Slightly Off Kilter sat 21st may 2011 Caroline of Brunswick review

A breezy Saturday night in Brighton in the middle of the Festival. A plush upstairs salon bursting with experimental music aficionados. Beer. Nice Cornish ale on draught to start with. Unfortunately that doesn’t last long before the barrel runs dry and make do with a generic euro lager for the rest of the evening. urrgh. Oh well, luckily there’s no generic euro sound/poetry, (whatever that may be), on the bill for our entertainment this evening so lets proceed.

Tonight’s event is a four-way album launch for the latest releases on The Slightly Off Kilter Label; Daniel Spicer’s engruntled, Anthony Murphy, Adam Lygo and EMB’s 2-disc set blood blister, Adam’s solo 2-disc set The Girl With The Leopard In her Mouth and Martin Preston’s Vapour.

The running order is as follows; a grouping of Adam Lygo, Duncan Harrison & EMB; The Anthony Murphy Quartet and finally Daniel Spicer solo. An attempt to screen footage of some vintage 1990’s performances by Martin Preston was unfortunately derailed at the eleventh hour. Hopefully this will happen at the next Slightly Off Kilter event. Musical interludes were provided by Slightly Off Kilter’s house DJ Mr Stephen Drennan who has been augmenting SOK events for the last ten years. Stephen drew on his mammoth 7” vinyl collection and we were treated to tracks from Wild Man Fischer, late-period Captain Beefheart, and that’s where I stopped recognising stuff.

Adam Lygo carried out his glossolalic piece accompanied by Duncan Harrison on prepared, amplified acoustic guitar and the man known as Euphonious Murmur Blend on subtle electronics. Lygo’s vocal approach was alternately severe and overdriven and haunting and laryngeal. Both approaches benefitted from augmentation by digital reverb controlled by a masked Adam. The mask wearing added an element of both theatricality and unease. Meanwhile, Harrison wrestled with his acoustic guitar, worrying it with a small thumb piano and contact mics before severing its head completely while EMB seemed to do nothing at all for a long time until it suddenly became apparent to me that what I had at first taken to be a hum from the PA had turned into a crisp metallic drone almost without me noticing. A convincing stab at vocalese from Adam Lygo, particularly as I gather it was the first time he’d performed this material in front of an audience, with an intriguing sonic element.

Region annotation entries

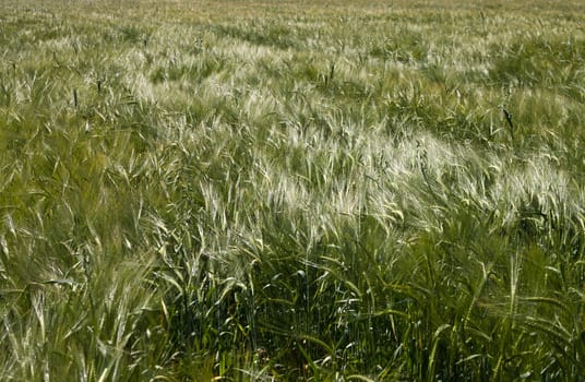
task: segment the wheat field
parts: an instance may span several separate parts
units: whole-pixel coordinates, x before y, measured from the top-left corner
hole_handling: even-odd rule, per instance
[[[582,380],[584,25],[0,0],[0,380]]]

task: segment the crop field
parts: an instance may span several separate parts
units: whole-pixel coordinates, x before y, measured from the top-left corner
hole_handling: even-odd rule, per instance
[[[0,381],[583,375],[583,1],[0,0]]]

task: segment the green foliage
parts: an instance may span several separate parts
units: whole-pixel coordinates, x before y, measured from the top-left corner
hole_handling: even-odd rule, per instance
[[[581,3],[0,9],[2,381],[585,374]]]

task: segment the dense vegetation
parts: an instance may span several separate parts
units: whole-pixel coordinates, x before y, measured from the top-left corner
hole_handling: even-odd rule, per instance
[[[0,380],[583,378],[584,25],[0,0]]]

Written task 1: Write out the passage of the concert review starting with "Slightly Off Kilter sat" and going on through "so lets proceed.".
Written task 2:
Answer these questions using the concert review:
(a) What drink ran out early in the evening?
(b) Who is Slightly Off Kilter's house DJ?
(c) What instrument did Duncan Harrison play during Adam Lygo's piece?
Written task 3: Carry on the review of the Slightly Off Kilter concert from the point where it stops.

Task response 1:
Slightly Off Kilter sat 21st may 2011 Caroline of Brunswick review

A breezy Saturday night in Brighton in the middle of the Festival. A plush upstairs salon bursting with experimental music aficionados. Beer. Nice Cornish ale on draught to start with. Unfortunately that doesn’t last long before the barrel runs dry and make do with a generic euro lager for the rest of the evening. urrgh. Oh well, luckily there’s no generic euro sound/poetry, (whatever that may be), on the bill for our entertainment this evening so lets proceed.

Task response 2:
(a) The Cornish ale on draught.
(b) Stephen Drennan.
(c) A prepared, amplified acoustic guitar.

Task response 3:
I sensed that The Anthony Murphy Quartet (Anthony Murphy – prose, Adam Lygo – guitar, EMB - electronics, Jet – more electronics) were bent on making a bigger noise than Adam Lygo’s trio the moment Lygo strapped his guitar on for their set with a mischievous look in his eye. That and electronicist Jet’s gargantuan (for this small venue) laser theremin pulsing red in the exhaust cloud of a fog machine. And so they did, so much so that Anthony Murphy’s vocals were a little lost in the mix for the first few minutes despite being processed through Jet’s amorphous synthesisers. With the vocal levels corrected, Murphy’s prose became audible and his stories began a mighty tussle with Jet’s processing. After about ten or twelve minutes, Murphy capitulated to allow the behemoth of the instrumentalists’ digital outputs to crank up a gear and slowly chew the venue walls off. EMB produced a particularly disorientating church organ drone which crossed over from Terry Riley territory to what I imagine La Monte Young would sound like if he joined Sunn O))) (please let me know if this has already happened). The group created a wall of sound which grew in intensity until it imploded in a cloud of ash and static.

After a lengthy break to allow audience members the chance to recharge their glasses in the downstairs bar, no doubt braving the charms of the rock/metal karaoke activity going on down there, Daniel Spicer took to the stage. Armed with an amplified, processed violin, a couple of gongs and later a harmonica, Spicer presented one ten or so minute piece. His prose reminded me of Burroughs’ cut-up technique in part, but delivered in a smooth conversational way. Surreal perhaps, (not sure if he’d describe it that way) and attenuated with sudden gong, shouts or town cryer-like singing. Not without humour either: the line “that’s not a tea towel – it’s a stick!!” getting a big laugh. Despite it all potentially coming over as entertaining wordplay nonsense on first hearing, there were interesting references to The Rapture, Deep Heat, the church, natural history, clubland’s year zero 1989, and more. The violining is a psychedelic echo scrape and despite competence, had no folk reference whatsoever, although Spicer’s blues harmonica is just that complete with manic ape-like footstomping. Overall, Daniel Spicer is an engrossing and fascinating proposition, offering a strangely edifying glimpse into his own brand of post-ecstatic passementerie.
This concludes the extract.